→ **EXTRAIT**:

↓↓↓

Sur la fin de cette discussion, les partis se dessinèrent plus nettement. M. de Corcelles se répandit en critiques amères sur le système du ministère, sur l'exagération des dépenses actuelles comparées à celles de 1811, sur l'organisation et l'état de l'armée, sur la solde des Suisses, sur l'emploi du domaine extraordinaire, et sur les lois d'exception, dont il demandait surtout l'abrogation. Dans une opinion tout opposée, M. de Lalot (nouveau député de la Marne), et M. le comte de Vaublanc (ministre en 1815), votant pour l'allocation des six douzièmes, mêlèrent tous deux à leur vote des conseils sur la marche que le ministère devait suivre dans un gouvernement représentatif, qui exigeait une action ferme, décidée, ouverte, et sans oscillation. « Assez long-temps, disaient-ils, nous avons fait des lois pour les hommes, il est temps enfin d'avoir des hommes pour les lois »; et, dans leurs digressions contre le ministère, ils n'épargnaient pas le côté gauche, qu'ils signalaient comme en état d'hostilité permanente contre les principes monarchiques. Mais M. de Girardin, réclamant pour lui et ses amis le titre de royaliste constitutionnel, n'en poursuit pas moins, dans un autre sens, la critique du système suivi par les ministres (de la bascule politique ). Il leur reproche d'avoir introduit le privilége dans les élections ; d'avoir anéanti par le fait l'article premier du droit public des Français; d'avoir reproduit sous une nouvelle forme les lettres de cachet, et remplacé la torture par la mise au secret; d'avoir transformé le jury en commissions où l'esprit de parti s'est substitué partout à l'esprit de justice; d'employer la police à provoquer des désordres au lieu de les réprimer, et la censure à diffamer à son gré les meilleurs citoyens, à outrager chaque jour les anciens et, fidèles alliés de la France, Naples et l'héroïque Espagne...... On se souvient de l'agitation, du scandale, du tumulte que cette expression, regardée comme l'apologie de la révolte, excita dans l'assemblée ; elle s'y reproduira plus d'une fois...... En revenant à la question, M. de Girardin se

bornait à voter trois douzièmes, mais en déclarant qu'il en voterait volontiers six à l'instant même, s'il croyait que le roi dût faire usage de sa prérogative pour dissoudre la chambre.....

Nous nous sommes arrêtés à cette discussion plus que le sujet ne semblait le comporter, parce qu'elle nous a paru clairement établir, à l'ouverture de la session, la situation respective des partis qui composent la chambre et celle du ministère entre eux,

Il nous suffit maintenant de faire observer qu'après ces débats, qui avaient duré deux jours, tous les amendemens qui tendaient à réduire l'allocation demandée à 2, 3 et 4 douzièmes, furent successivement rejetés, et l'ensemble du projet adopté à une majo rité considérable (le 9 janvier).

↑↑↑

→ **DONNÉES ENREGISTRÉES**:
↓↓↓

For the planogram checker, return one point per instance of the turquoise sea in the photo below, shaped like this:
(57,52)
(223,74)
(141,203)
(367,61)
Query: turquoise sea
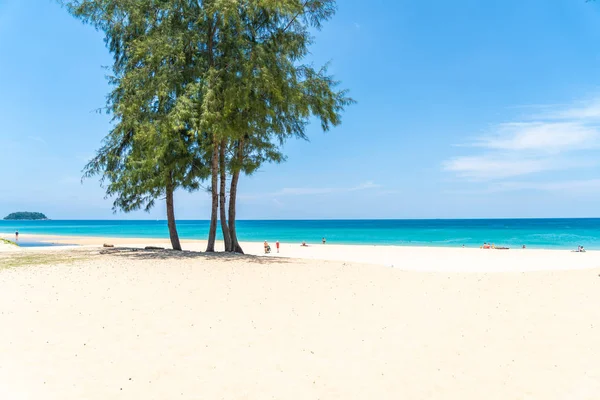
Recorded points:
(534,233)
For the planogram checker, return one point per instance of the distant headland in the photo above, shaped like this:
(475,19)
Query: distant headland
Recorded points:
(26,216)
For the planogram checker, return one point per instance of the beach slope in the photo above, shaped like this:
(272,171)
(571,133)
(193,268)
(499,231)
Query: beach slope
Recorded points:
(156,325)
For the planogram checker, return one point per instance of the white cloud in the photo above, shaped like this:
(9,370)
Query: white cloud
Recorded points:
(494,167)
(307,191)
(582,111)
(551,137)
(37,139)
(572,187)
(552,141)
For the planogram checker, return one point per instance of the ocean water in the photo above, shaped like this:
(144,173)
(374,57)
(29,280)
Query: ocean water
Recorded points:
(534,233)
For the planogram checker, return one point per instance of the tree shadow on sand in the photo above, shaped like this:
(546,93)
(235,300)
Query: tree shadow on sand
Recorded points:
(167,254)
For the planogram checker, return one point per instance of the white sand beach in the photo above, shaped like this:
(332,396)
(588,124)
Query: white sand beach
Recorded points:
(338,324)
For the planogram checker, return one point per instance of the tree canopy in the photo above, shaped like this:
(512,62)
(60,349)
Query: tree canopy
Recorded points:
(205,91)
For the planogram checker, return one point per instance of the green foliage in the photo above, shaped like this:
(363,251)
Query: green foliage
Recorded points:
(24,215)
(194,77)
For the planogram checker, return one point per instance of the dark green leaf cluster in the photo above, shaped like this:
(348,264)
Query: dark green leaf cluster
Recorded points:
(206,88)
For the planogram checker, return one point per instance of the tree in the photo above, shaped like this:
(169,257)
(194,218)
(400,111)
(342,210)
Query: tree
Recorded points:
(229,73)
(268,95)
(150,152)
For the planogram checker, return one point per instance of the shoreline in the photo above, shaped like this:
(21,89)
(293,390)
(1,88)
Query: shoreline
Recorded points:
(408,258)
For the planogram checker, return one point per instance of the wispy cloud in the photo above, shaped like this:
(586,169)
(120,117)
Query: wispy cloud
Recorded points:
(574,186)
(308,191)
(548,141)
(37,139)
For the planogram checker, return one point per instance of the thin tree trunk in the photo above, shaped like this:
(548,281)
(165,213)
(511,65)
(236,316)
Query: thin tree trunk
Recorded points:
(223,198)
(235,177)
(235,245)
(171,216)
(214,167)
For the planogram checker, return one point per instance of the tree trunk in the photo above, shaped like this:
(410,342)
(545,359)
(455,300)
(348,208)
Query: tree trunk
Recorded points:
(214,169)
(235,177)
(223,198)
(235,245)
(171,217)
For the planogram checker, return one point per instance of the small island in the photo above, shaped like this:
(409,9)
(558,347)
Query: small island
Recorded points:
(26,216)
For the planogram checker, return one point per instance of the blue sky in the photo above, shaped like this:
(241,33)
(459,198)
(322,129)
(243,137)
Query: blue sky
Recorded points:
(466,109)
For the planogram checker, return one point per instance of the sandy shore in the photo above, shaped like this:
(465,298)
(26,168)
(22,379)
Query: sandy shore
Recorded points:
(155,325)
(432,259)
(307,323)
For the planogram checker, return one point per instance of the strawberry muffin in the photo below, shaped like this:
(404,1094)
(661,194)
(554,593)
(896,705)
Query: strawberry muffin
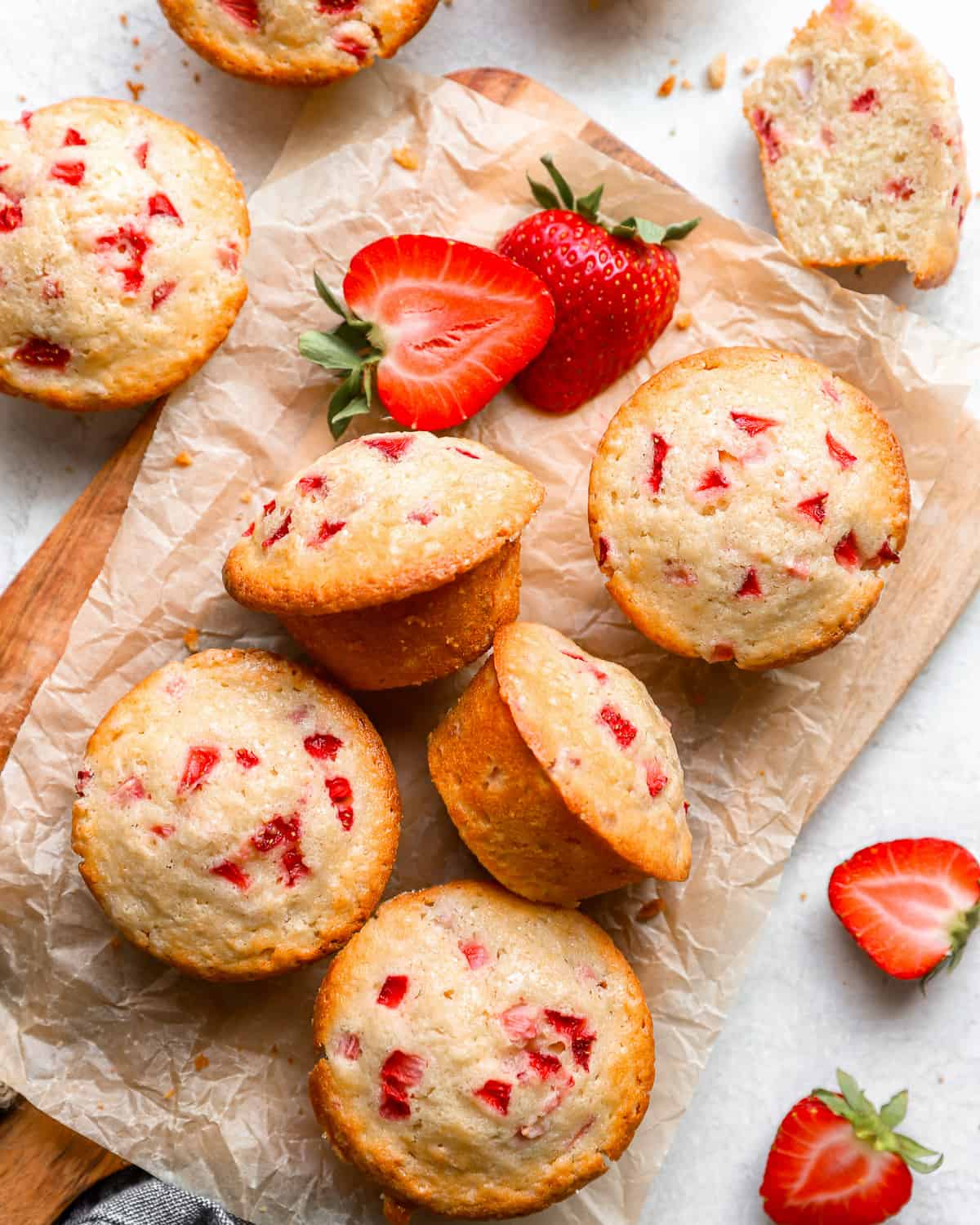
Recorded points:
(560,773)
(480,1055)
(862,146)
(394,558)
(742,506)
(296,42)
(122,237)
(237,816)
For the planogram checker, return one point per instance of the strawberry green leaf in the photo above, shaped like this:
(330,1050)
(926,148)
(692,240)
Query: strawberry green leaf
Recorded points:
(328,350)
(565,193)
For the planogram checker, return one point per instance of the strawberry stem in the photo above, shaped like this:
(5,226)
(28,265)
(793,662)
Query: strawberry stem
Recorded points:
(635,228)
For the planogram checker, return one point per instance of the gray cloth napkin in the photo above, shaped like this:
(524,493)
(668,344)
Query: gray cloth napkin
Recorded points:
(135,1198)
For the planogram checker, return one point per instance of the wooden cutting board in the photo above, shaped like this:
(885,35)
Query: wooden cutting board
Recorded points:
(44,1165)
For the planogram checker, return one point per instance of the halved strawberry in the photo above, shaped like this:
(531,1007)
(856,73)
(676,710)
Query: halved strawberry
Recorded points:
(615,287)
(433,327)
(911,904)
(835,1160)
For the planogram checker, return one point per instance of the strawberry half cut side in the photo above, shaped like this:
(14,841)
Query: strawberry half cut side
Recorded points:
(431,328)
(835,1160)
(911,904)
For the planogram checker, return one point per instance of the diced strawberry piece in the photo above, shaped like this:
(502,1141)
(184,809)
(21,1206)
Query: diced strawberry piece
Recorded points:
(311,484)
(899,189)
(497,1094)
(656,478)
(838,452)
(813,507)
(392,448)
(338,788)
(281,531)
(845,551)
(752,425)
(394,990)
(348,1046)
(656,779)
(293,866)
(323,746)
(544,1065)
(475,955)
(764,127)
(43,354)
(713,479)
(161,293)
(521,1022)
(201,761)
(620,727)
(232,872)
(11,215)
(866,102)
(161,206)
(245,12)
(326,531)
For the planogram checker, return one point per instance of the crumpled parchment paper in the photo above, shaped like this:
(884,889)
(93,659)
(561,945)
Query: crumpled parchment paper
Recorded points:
(203,1083)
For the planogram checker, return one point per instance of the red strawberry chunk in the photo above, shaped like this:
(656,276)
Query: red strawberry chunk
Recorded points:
(392,448)
(326,531)
(161,293)
(323,746)
(752,425)
(750,588)
(845,551)
(497,1094)
(656,779)
(281,531)
(68,172)
(394,990)
(866,102)
(813,507)
(656,478)
(838,452)
(232,872)
(162,206)
(201,761)
(244,11)
(475,955)
(620,727)
(43,354)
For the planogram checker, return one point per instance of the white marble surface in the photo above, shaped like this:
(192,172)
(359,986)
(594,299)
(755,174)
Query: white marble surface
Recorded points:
(810,1001)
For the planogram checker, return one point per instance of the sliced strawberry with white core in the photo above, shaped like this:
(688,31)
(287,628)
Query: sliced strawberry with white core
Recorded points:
(433,326)
(911,904)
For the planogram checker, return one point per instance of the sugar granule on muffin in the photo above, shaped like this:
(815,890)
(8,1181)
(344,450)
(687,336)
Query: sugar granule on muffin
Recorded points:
(742,505)
(480,1055)
(560,773)
(122,239)
(237,816)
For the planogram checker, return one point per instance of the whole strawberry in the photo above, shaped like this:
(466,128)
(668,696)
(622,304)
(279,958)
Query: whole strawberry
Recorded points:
(615,287)
(835,1160)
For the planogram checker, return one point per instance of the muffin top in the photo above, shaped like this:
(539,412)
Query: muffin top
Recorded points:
(379,519)
(742,505)
(480,1055)
(122,237)
(598,735)
(296,42)
(237,816)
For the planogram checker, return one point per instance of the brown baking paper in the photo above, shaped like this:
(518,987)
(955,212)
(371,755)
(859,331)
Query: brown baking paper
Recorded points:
(205,1085)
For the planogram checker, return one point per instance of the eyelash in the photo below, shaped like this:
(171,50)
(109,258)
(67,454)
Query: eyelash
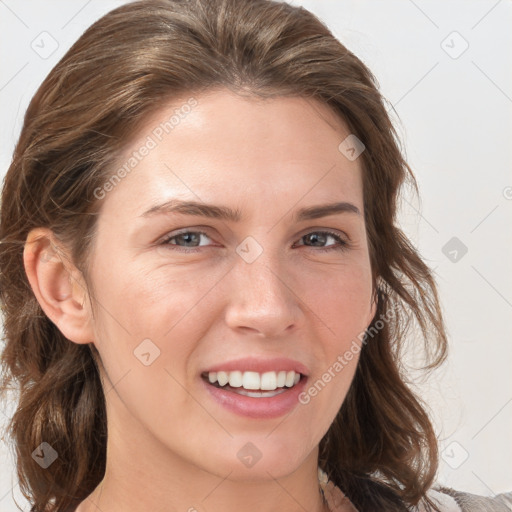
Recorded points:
(343,244)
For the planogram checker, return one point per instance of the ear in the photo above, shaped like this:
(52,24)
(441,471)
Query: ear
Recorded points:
(373,307)
(58,285)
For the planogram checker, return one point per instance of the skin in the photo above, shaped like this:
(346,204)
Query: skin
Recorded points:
(170,446)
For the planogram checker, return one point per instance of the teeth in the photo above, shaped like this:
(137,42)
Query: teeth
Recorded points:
(268,381)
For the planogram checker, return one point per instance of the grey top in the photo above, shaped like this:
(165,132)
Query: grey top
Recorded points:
(467,502)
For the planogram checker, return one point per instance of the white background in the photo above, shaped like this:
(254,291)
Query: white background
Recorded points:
(454,117)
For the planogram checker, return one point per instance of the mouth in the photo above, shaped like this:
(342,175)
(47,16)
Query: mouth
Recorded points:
(254,384)
(244,393)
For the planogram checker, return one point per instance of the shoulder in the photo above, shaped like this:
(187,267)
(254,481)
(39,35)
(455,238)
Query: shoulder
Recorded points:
(450,500)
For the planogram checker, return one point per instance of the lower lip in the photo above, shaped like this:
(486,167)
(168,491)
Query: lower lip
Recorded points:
(264,407)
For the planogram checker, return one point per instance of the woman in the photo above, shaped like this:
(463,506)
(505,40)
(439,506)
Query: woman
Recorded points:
(205,294)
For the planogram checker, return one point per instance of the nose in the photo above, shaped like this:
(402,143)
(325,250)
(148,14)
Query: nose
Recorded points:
(261,299)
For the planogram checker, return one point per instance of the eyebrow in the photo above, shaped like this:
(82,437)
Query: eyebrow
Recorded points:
(225,213)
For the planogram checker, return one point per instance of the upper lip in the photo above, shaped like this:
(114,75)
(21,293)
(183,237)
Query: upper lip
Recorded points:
(253,364)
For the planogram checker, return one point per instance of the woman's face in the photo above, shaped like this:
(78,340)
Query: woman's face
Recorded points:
(180,291)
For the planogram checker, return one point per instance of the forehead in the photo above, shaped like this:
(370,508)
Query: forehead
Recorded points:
(223,146)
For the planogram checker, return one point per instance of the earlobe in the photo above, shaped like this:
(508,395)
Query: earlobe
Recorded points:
(57,285)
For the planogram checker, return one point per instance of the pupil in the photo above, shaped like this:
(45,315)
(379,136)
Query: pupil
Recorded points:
(316,237)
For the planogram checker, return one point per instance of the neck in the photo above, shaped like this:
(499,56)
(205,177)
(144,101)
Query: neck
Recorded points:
(148,476)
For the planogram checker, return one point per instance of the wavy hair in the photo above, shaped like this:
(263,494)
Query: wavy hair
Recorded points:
(381,449)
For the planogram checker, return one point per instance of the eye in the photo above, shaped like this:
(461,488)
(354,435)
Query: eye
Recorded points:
(187,237)
(322,236)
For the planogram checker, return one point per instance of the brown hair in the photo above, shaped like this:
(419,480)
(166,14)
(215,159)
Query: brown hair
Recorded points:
(381,450)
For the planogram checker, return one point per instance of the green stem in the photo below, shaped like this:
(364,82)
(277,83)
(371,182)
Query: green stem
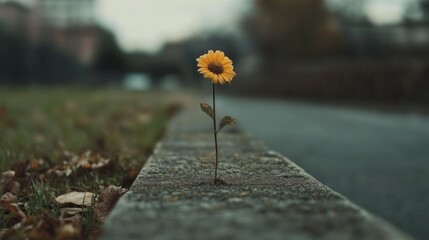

↑↑↑

→ **TRAVAIL DEMANDÉ**: Pour chaque affirmation, indiquez par oui ou non si elle concorde avec l'extrait, en citant à l'identique les mots du texte qui tranchent. 1. M. de Corcelles demandait surtout l'abrogation des lois d'exception. 2. M. de Lalot et M. le comte de Vaublanc votèrent contre l'allocation des six douzièmes. 3. Les débats durèrent trois jours. Les lignes n'ont aucun rapport avec l'extrait.

→ **RÉPONSE**:
1. Oui : « sur les lois d'exception, dont il demandait surtout l'abrogation »
2. Non : « votant pour l'allocation des six douzièmes »
3. Non : « qui avaient duré deux jours »